CHECK YOUR UNDERSTANDING:
[1] Output the part of the blog post that opens with the words containing "In IF news, my" and closes with "about a week.".
[2] From the blog post below, list everything the writer says they are now avoiding.

STUDY TEXT:
▼

Sunday, November 21, 2010

Sick

I have spent most of this week feeling like crap. Turns out I have gastritis, which is an inflammation of the stomach lining. It can have many causes but my doctor thinks mine is due stress, spicy food, lots of drinks in Cabo and was pushed over the edge by the ibuprofen I took last weekend. I have taken ibuprofen maybe twice in the last 2 years but I couldn't find any Tylenol last weekend so I took a bunch of ibuprofen. Bad idea. Now I am taking prilosec and avoiding alcohol, caffeine, spicy food, fatty food, and fried food. So basically it sucks.

In IF news, my last BCP pill is tonight which means I will probably get my period on Thanksgiving day. I am a little nervous, I have been feeling crampy ovary pain and I am worried that my cysts haven't resolved from last cycle yet. I guess I will know in about a week.

I am looking forward to Thanksgiving though. We are spending it with B's family. My SIL and I are in charge of all the food so it should be yummy (my MIL is not much of a cook). I have also been trying to think about all the things I am thankful for. I am thankful to have such a wonderful and supportive husband, family, and friends. I am thankful to have a job I love. I am thankful to have decent health insurance to cover at least some of my IF treatments and thankful that B and I make enough money to pay for what is not covered. What are you guys thankful for this year? I will probably not post again until my baseline so I hope everyone has a wonderful Thanksgiving!

▲

Natural-language object grounding data:
▼

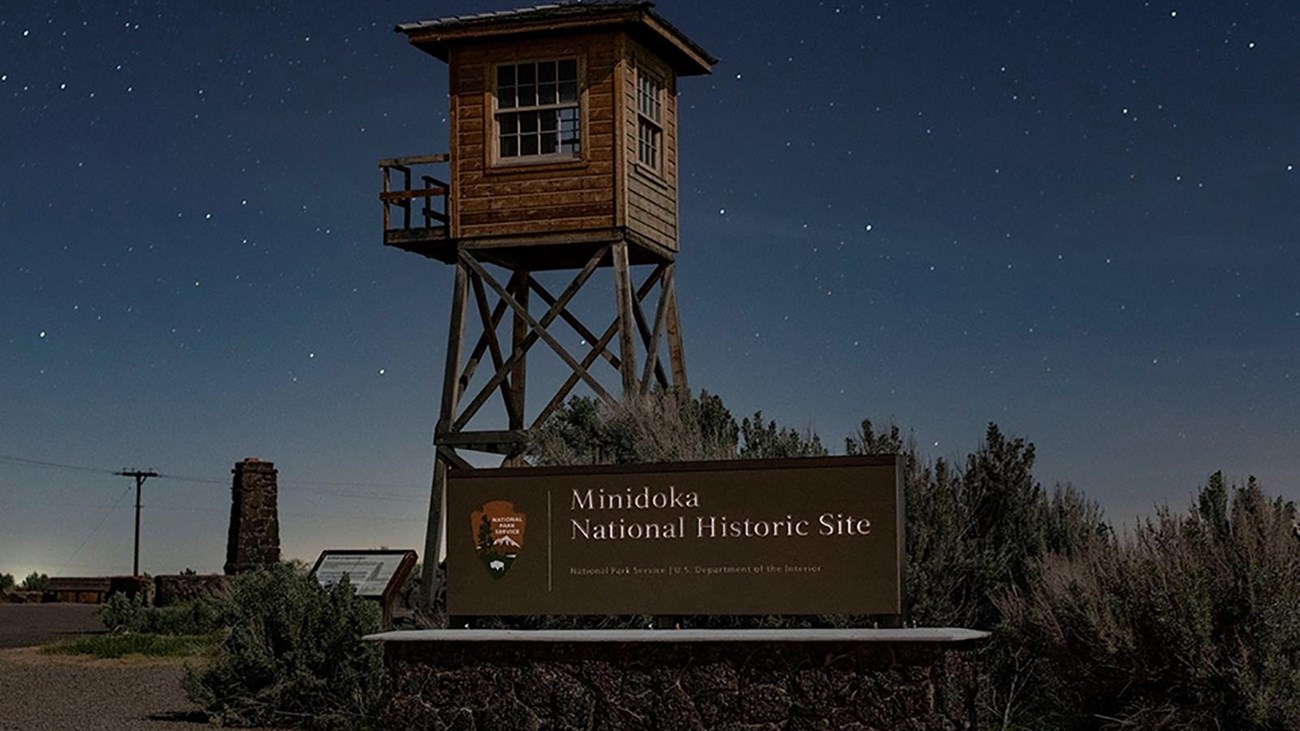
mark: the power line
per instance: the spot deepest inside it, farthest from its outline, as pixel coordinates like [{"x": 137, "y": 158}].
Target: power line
[
  {"x": 92, "y": 531},
  {"x": 43, "y": 463},
  {"x": 26, "y": 462}
]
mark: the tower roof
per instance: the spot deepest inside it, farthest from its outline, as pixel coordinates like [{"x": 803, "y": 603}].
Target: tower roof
[{"x": 687, "y": 57}]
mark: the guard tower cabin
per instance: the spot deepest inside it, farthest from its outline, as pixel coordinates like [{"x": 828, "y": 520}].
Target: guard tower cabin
[{"x": 563, "y": 138}]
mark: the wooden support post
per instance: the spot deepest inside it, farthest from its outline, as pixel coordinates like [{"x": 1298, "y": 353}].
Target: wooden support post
[
  {"x": 537, "y": 331},
  {"x": 623, "y": 294},
  {"x": 655, "y": 336},
  {"x": 674, "y": 331},
  {"x": 521, "y": 284},
  {"x": 434, "y": 537}
]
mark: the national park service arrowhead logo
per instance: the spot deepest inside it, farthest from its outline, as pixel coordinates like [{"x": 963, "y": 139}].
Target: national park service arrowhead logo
[{"x": 498, "y": 532}]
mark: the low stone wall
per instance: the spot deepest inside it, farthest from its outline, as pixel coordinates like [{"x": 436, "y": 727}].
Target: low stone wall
[
  {"x": 850, "y": 679},
  {"x": 180, "y": 588}
]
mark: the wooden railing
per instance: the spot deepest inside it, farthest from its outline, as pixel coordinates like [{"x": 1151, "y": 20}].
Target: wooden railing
[{"x": 401, "y": 199}]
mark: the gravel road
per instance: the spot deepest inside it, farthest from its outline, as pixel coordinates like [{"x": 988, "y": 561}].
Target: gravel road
[{"x": 61, "y": 692}]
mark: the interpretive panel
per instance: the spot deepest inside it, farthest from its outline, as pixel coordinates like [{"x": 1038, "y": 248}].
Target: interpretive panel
[
  {"x": 369, "y": 571},
  {"x": 776, "y": 536}
]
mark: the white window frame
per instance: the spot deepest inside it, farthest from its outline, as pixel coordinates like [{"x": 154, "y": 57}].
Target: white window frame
[{"x": 521, "y": 111}]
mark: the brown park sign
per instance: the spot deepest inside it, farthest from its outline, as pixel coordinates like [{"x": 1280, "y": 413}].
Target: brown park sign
[{"x": 774, "y": 536}]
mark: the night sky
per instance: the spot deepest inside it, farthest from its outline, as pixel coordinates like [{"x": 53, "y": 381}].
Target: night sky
[{"x": 1078, "y": 220}]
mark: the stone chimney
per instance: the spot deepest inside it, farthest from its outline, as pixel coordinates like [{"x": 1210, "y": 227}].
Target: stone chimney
[{"x": 254, "y": 539}]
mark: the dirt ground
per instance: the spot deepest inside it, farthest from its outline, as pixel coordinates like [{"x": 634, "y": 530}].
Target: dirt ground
[
  {"x": 55, "y": 691},
  {"x": 25, "y": 624},
  {"x": 44, "y": 691}
]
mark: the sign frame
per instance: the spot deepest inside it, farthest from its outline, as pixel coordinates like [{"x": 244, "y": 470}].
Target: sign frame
[
  {"x": 787, "y": 485},
  {"x": 386, "y": 597}
]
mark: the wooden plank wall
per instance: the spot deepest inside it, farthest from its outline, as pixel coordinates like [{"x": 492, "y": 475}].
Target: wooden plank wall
[
  {"x": 524, "y": 199},
  {"x": 651, "y": 198}
]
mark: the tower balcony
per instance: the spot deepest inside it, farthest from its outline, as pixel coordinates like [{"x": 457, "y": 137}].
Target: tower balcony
[{"x": 417, "y": 219}]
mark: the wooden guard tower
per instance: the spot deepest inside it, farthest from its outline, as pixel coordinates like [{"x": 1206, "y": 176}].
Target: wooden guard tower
[{"x": 563, "y": 156}]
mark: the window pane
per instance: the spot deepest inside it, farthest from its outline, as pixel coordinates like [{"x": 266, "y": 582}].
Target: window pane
[
  {"x": 527, "y": 95},
  {"x": 568, "y": 91}
]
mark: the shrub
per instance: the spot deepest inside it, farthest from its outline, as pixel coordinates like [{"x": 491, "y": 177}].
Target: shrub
[
  {"x": 293, "y": 654},
  {"x": 1191, "y": 622},
  {"x": 121, "y": 645}
]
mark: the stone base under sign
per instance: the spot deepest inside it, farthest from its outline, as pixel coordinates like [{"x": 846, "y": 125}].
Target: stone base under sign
[{"x": 755, "y": 679}]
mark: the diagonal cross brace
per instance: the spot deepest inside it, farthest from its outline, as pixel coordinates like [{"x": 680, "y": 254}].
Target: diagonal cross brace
[
  {"x": 538, "y": 331},
  {"x": 597, "y": 349}
]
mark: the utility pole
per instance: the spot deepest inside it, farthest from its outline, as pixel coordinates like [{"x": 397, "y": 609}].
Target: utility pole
[{"x": 139, "y": 483}]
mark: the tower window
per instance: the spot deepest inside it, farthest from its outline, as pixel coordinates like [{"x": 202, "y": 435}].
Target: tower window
[
  {"x": 537, "y": 109},
  {"x": 649, "y": 120}
]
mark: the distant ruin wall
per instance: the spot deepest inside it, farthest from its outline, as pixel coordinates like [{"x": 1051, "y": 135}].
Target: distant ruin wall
[
  {"x": 180, "y": 588},
  {"x": 254, "y": 539}
]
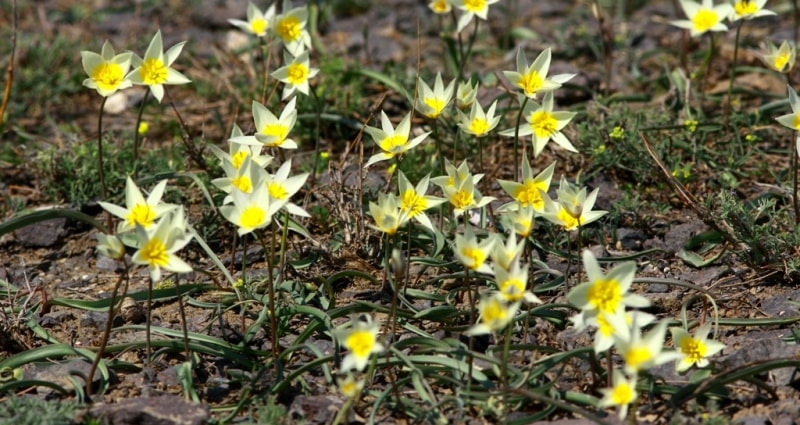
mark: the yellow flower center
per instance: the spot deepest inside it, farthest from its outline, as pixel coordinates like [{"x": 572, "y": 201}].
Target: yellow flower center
[
  {"x": 494, "y": 314},
  {"x": 512, "y": 289},
  {"x": 413, "y": 203},
  {"x": 528, "y": 194},
  {"x": 478, "y": 126},
  {"x": 781, "y": 60},
  {"x": 360, "y": 342},
  {"x": 155, "y": 253},
  {"x": 252, "y": 217},
  {"x": 436, "y": 106},
  {"x": 704, "y": 20},
  {"x": 440, "y": 6},
  {"x": 605, "y": 295},
  {"x": 243, "y": 183},
  {"x": 153, "y": 72},
  {"x": 694, "y": 349},
  {"x": 474, "y": 6},
  {"x": 568, "y": 221},
  {"x": 530, "y": 83},
  {"x": 523, "y": 226},
  {"x": 141, "y": 214},
  {"x": 289, "y": 28},
  {"x": 238, "y": 158},
  {"x": 473, "y": 256},
  {"x": 108, "y": 75},
  {"x": 258, "y": 26},
  {"x": 745, "y": 8},
  {"x": 393, "y": 144},
  {"x": 277, "y": 191},
  {"x": 623, "y": 394},
  {"x": 462, "y": 199},
  {"x": 349, "y": 388},
  {"x": 276, "y": 130},
  {"x": 297, "y": 73},
  {"x": 637, "y": 357},
  {"x": 604, "y": 326},
  {"x": 543, "y": 124}
]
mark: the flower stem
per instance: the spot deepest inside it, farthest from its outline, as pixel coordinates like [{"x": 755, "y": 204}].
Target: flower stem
[
  {"x": 182, "y": 312},
  {"x": 113, "y": 310},
  {"x": 136, "y": 134},
  {"x": 101, "y": 171},
  {"x": 793, "y": 161},
  {"x": 318, "y": 117},
  {"x": 516, "y": 138},
  {"x": 504, "y": 369},
  {"x": 707, "y": 63},
  {"x": 732, "y": 75},
  {"x": 466, "y": 55}
]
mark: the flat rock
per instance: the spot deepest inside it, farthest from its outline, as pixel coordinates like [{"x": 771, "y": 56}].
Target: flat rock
[
  {"x": 783, "y": 305},
  {"x": 43, "y": 234},
  {"x": 58, "y": 373},
  {"x": 161, "y": 410},
  {"x": 320, "y": 409}
]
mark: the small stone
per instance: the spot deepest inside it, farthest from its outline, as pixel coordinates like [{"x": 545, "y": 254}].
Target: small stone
[
  {"x": 131, "y": 311},
  {"x": 162, "y": 410},
  {"x": 116, "y": 104},
  {"x": 43, "y": 234}
]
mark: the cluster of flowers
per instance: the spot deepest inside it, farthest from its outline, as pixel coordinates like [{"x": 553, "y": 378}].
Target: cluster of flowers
[
  {"x": 109, "y": 72},
  {"x": 253, "y": 194},
  {"x": 156, "y": 229},
  {"x": 290, "y": 29},
  {"x": 603, "y": 301},
  {"x": 706, "y": 17}
]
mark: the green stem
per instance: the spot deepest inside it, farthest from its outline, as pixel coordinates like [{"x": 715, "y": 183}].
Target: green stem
[
  {"x": 793, "y": 155},
  {"x": 439, "y": 150},
  {"x": 707, "y": 63},
  {"x": 273, "y": 323},
  {"x": 266, "y": 53},
  {"x": 732, "y": 75},
  {"x": 100, "y": 169},
  {"x": 466, "y": 56},
  {"x": 148, "y": 349},
  {"x": 284, "y": 239},
  {"x": 318, "y": 105},
  {"x": 136, "y": 134},
  {"x": 516, "y": 138},
  {"x": 182, "y": 312},
  {"x": 504, "y": 369},
  {"x": 113, "y": 310}
]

▲

SOLUTION LIST:
[1]
In IF news, my last BCP pill is tonight which means I will probably get my period on Thanksgiving day. I am a little nervous, I have been feeling crampy ovary pain and I am worried that my cysts haven't resolved from last cycle yet. I guess I will know in about a week.

[2] alcohol, caffeine, spicy food, fatty food, fried food